▶ SHORT TASK: Can you lay out every line of the records below as a numbered list, skipping blank lines and leaving the pictures out?

▶ RECORD EXCERPTS:
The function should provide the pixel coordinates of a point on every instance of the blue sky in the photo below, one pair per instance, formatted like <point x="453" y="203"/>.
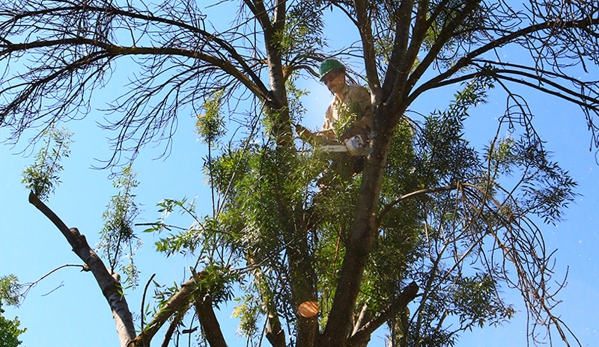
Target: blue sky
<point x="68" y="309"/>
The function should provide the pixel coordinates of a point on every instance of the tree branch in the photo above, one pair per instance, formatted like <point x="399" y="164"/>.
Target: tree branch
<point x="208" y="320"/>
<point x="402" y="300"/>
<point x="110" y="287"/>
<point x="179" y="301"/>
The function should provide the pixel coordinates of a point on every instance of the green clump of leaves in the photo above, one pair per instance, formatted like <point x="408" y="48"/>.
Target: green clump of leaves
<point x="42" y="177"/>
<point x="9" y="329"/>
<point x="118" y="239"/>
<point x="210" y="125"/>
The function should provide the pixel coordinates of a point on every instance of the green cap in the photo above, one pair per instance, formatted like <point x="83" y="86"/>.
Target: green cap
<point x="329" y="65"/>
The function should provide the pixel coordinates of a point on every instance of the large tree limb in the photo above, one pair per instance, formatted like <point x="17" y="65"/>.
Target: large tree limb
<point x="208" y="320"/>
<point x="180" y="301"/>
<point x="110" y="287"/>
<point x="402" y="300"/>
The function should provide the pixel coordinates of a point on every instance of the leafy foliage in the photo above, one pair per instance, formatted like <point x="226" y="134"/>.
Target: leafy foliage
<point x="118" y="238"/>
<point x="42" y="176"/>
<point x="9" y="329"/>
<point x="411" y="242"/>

▶ SOLVED EXERCISE:
1. The function should provide the pixel coordinates of a point on every instance of the blue sky in the photo below, one pair per instance, formatted like <point x="453" y="203"/>.
2. Target: blue sky
3. <point x="68" y="309"/>
4. The function should provide the pixel coordinates of a point on every instance of the tree branch in the photo above, one pair per instance, formatted like <point x="399" y="164"/>.
5. Target: tree branch
6. <point x="208" y="320"/>
7. <point x="402" y="300"/>
8. <point x="110" y="287"/>
9. <point x="179" y="301"/>
10. The function should provide the pixel coordinates of a point on every instance of the green clump of leaves in the photo above, one pair per instance, formatted like <point x="408" y="48"/>.
11. Target: green clump of leaves
12. <point x="42" y="177"/>
13. <point x="9" y="329"/>
14. <point x="118" y="239"/>
15. <point x="210" y="125"/>
16. The function should provide the pixel coordinates of a point on every instance of the green cap in the photo above, one pair per instance, formatted like <point x="83" y="86"/>.
17. Target: green cap
18. <point x="329" y="65"/>
19. The function should provide the pixel coordinates of a point on every instance of the large tree limb in the photo above, one pair per instance, formatted like <point x="17" y="65"/>.
20. Target: large tree limb
21. <point x="208" y="320"/>
22. <point x="180" y="301"/>
23. <point x="110" y="287"/>
24. <point x="402" y="300"/>
25. The function should provide the pixel coordinates of a point on every instance of the leafy foliage in the photo above, one pair per instance, formatted like <point x="226" y="134"/>.
26. Target: leafy foliage
27. <point x="118" y="238"/>
28. <point x="42" y="176"/>
29. <point x="9" y="329"/>
30. <point x="411" y="242"/>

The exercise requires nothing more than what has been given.